TikTok Geo-Compliance Co-pilot: Project Story

Inspiration

We were inspired by the growing complexity of global regulation around social media features. Each country and even individual U.S. states impose unique requirements: Europe’s DSA, California’s **SB-976, Florida’s **HB-3, Utah’s **SB-194/HB-464, and U.S. federal obligations like **18 U.S.C. §2258A (NCMEC reporting).
Traditionally, teams relied on manual reviews and legal consultation to decide whether a feature required geo-specific logic. This process is slow, error-prone, and hard to audit.

Our inspiration was:

Can we turn guesswork into governance?
Can an AI-powered co-pilot analyze feature artifacts and highlight compliance needs before launch?
Can we generate audit-ready evidence so TikTok can answer regulators with confidence?

That led us to build TikTok Geo-Compliance Co-pilot.

What it does

The system ingests feature descriptions, PRDs, and TRDs and outputs:

Classification: YES / NO / UNCERTAIN — does this feature require geo-specific compliance logic?
Evidence-based reasoning: concise explanation grounded in retrieved regulations
Optional regulatory mapping: links to specific laws or sections
Audit-ready trail: CSV outputs with model version, KB version, and timestamp

A clean Streamlit UI lets users paste or upload artifacts, click Analyze, and instantly review compliance flags.

How we built it

Knowledge Base (KB): We curated and chunked legal text from DSA, CA SB-976, FL HB-3, UT SB-194/HB-464, and NCMEC reporting rules. These were indexed in a RAGFlow instance.
Retrieval-Augmented Generation (RAG): Queries from features run against the KB using semantic search + optional reranking with OpenAI.
LLM Classifier: The model outputs strictly formatted JSON (YES/NO/UNCERTAIN + reasoning + cited regulations).
Evidence Reranker: An optional reranking step improves precision by boosting the most relevant legal snippets.
Frontend: Built in Streamlit with TikTok-themed styling, allowing easy input and visualization.
Audit Outputs: All decisions are saved as CSVs with metadata for traceability.

Challenges we ran into

Jargon & Ambiguity: Internal feature codenames and vague PRDs often lacked explicit signals. This risked false negatives.
Overlaps in Laws: Multiple jurisdictions regulate the same theme (e.g., youth protections). Ensuring correct mapping was tricky.
Strict JSON Outputs: LLMs sometimes drifted into prose; enforcing schema validation required multiple prompt iterations.
RAG Quality: Without strong retrieval, models hallucinated. We learned the retrieval quality often mattered more than the LLM itself.
Performance & Cost: Balancing recall with cost meant careful prompt design and chunk sizing.

Accomplishments that we're proud of

Delivered a working compliance co-pilot that turns regulatory detection into a traceable, auditable system.
Built a clean, demo-ready UI that non-technical users can understand in minutes.
Integrated RAGFlow with reranking for grounded, evidence-backed answers.
Created a feedback loop where uncertain outputs (UNCERTAIN) can be flagged for human review, ensuring extensibility.
Produced a project that directly aligns with TikTok’s governance priorities while showcasing modern AI agent design.

What we learned

Grounding > Guessing: Retrieval-augmented pipelines dramatically reduce hallucinations.
Recall is king: For compliance, missing a regulation (false negative) is more costly than over-flagging (false positive).

> [Dataset content]
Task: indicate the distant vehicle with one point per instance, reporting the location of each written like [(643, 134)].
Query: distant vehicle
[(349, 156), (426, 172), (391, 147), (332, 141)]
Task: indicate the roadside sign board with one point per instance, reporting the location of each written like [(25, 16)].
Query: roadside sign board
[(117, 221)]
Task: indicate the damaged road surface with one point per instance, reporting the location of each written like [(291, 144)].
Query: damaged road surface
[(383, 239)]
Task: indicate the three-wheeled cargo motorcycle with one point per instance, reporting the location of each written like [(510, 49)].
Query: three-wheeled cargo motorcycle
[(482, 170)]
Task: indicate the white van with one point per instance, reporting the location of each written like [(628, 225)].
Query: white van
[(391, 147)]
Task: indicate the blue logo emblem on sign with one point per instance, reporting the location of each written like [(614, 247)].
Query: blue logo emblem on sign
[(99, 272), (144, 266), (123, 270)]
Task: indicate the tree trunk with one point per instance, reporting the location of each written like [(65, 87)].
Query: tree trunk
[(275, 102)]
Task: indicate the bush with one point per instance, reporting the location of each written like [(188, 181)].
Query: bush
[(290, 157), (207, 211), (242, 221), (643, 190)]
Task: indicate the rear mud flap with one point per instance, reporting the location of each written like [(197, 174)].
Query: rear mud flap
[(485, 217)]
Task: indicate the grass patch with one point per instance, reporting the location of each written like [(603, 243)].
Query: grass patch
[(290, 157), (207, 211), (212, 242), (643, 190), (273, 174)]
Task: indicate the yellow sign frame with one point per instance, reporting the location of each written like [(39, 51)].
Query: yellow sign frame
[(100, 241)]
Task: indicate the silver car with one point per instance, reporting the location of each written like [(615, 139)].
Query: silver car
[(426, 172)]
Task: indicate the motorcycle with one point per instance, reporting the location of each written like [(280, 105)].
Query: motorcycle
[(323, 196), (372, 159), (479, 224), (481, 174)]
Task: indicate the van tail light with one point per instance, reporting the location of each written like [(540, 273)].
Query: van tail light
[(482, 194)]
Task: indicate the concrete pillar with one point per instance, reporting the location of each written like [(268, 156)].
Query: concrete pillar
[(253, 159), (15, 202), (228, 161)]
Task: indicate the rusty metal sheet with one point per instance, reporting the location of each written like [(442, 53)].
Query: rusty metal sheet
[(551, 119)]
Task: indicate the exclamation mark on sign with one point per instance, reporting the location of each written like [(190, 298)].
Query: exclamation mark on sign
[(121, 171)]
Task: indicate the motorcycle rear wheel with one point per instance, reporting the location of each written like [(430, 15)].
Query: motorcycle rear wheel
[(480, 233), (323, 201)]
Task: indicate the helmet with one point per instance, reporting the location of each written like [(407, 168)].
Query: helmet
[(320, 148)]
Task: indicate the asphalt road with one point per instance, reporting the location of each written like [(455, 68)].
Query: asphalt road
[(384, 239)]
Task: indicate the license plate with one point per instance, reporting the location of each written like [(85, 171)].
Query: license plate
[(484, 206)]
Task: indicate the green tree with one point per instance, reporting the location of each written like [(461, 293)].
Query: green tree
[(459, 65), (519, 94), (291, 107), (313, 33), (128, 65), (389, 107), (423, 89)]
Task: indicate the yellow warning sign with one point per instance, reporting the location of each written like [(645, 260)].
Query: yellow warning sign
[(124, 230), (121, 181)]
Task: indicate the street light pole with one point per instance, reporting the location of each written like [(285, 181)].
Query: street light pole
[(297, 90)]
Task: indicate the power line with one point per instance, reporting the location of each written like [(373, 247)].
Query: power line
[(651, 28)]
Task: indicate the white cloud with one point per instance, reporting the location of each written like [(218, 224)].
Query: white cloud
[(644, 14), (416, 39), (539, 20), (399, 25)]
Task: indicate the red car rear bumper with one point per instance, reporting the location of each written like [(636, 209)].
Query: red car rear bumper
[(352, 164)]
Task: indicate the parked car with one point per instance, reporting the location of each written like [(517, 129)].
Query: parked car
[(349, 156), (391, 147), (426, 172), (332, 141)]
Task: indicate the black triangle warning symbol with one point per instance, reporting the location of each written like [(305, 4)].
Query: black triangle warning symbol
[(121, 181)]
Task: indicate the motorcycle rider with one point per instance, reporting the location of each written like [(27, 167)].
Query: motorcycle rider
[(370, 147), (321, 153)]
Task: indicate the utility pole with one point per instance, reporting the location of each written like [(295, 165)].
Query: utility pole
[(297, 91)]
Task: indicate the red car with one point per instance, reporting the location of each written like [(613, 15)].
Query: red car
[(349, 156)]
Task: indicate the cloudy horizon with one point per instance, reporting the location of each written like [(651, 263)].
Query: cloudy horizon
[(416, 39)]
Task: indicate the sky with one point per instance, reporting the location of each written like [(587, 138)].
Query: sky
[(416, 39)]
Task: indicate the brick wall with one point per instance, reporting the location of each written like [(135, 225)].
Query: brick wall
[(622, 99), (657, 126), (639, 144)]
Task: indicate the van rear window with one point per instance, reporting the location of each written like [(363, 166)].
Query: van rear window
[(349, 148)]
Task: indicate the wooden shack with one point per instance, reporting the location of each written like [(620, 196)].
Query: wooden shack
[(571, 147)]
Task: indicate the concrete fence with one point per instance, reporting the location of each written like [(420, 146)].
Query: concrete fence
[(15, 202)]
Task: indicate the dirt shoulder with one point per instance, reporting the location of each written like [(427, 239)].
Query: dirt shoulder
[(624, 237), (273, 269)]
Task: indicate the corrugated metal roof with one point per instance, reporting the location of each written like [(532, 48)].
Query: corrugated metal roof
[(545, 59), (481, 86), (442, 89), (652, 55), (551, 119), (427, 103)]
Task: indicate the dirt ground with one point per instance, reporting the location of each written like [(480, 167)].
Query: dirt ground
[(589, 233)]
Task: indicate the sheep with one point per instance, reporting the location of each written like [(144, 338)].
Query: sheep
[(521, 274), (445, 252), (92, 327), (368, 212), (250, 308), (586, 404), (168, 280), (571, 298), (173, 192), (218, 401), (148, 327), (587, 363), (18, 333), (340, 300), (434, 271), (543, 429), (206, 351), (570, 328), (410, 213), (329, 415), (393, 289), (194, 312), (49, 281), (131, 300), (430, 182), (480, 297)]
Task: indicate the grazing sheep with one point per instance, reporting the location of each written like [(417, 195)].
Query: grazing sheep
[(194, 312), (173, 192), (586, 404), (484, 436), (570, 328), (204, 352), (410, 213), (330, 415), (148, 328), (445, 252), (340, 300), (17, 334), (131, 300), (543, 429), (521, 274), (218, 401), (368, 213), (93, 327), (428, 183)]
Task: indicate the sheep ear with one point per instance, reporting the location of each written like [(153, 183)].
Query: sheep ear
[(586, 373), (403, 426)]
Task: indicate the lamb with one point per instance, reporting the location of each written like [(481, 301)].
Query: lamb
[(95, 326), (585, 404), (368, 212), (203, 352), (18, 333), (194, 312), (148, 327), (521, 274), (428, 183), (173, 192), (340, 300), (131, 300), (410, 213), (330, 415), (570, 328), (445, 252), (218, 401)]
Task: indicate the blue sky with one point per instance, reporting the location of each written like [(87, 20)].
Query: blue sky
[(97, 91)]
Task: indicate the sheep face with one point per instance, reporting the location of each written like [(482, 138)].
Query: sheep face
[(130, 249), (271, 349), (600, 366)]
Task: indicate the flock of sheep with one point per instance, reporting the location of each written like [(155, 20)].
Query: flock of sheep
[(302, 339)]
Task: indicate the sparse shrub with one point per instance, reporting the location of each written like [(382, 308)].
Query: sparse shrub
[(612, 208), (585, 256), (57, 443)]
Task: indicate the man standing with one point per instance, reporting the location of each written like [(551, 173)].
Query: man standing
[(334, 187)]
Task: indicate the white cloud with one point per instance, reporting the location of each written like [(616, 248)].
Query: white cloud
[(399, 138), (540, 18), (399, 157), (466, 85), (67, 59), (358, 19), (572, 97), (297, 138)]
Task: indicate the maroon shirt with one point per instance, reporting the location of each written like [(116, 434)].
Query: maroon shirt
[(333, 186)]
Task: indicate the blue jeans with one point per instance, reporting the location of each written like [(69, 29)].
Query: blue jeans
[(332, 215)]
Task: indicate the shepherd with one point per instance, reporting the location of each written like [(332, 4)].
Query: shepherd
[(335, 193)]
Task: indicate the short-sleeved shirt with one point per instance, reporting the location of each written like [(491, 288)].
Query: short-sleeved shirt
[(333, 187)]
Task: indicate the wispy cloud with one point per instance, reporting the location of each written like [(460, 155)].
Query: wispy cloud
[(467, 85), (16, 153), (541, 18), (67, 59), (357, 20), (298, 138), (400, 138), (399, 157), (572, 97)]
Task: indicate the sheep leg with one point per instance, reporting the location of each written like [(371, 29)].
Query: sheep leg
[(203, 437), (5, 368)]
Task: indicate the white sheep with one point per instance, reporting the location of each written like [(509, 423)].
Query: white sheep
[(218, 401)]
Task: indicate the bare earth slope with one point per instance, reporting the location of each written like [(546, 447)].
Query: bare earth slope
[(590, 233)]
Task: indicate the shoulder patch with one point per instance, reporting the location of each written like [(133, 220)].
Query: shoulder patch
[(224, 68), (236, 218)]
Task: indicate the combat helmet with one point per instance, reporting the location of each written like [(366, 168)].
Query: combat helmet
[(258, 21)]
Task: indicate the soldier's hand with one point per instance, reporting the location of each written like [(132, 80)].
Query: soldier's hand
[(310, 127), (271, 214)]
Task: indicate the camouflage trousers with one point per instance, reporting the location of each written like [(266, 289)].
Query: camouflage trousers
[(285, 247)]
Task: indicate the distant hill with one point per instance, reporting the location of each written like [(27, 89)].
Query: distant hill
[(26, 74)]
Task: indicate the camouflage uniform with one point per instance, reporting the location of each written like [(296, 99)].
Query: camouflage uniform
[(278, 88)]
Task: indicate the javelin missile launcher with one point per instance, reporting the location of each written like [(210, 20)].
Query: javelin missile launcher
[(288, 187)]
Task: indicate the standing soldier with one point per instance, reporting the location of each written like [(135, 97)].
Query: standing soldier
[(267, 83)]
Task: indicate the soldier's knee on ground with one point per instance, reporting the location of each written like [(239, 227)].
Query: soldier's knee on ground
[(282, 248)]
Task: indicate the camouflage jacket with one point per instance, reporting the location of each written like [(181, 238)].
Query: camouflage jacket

> [Required work]
• A. Answer these questions using the co-pilot project story:
(i) What three classification values can the system output?
(ii) Where was the curated and chunked legal text indexed?
(iii) What kind of error does the story call more costly for compliance, a false negative or a false positive?
• B. From the co-pilot project story, set down the passage starting with "Evidence Reranker: An" and going on through "mapping was tricky.".

> [Expected results]
• A.
(i) YES, NO, and UNCERTAIN.
(ii) In a RAGFlow instance.
(iii) A false negative, which means missing a regulation.

• B.
Evidence Reranker: An optional reranking step improves precision by boosting the most relevant legal snippets.
Frontend: Built in Streamlit with TikTok-themed styling, allowing easy input and visualization.
Audit Outputs: All decisions are saved as CSVs with metadata for traceability.

Challenges we ran into

Jargon & Ambiguity: Internal feature codenames and vague PRDs often lacked explicit signals. This risked false negatives.
Overlaps in Laws: Multiple jurisdictions regulate the same theme (e.g., youth protections). Ensuring correct mapping was tricky.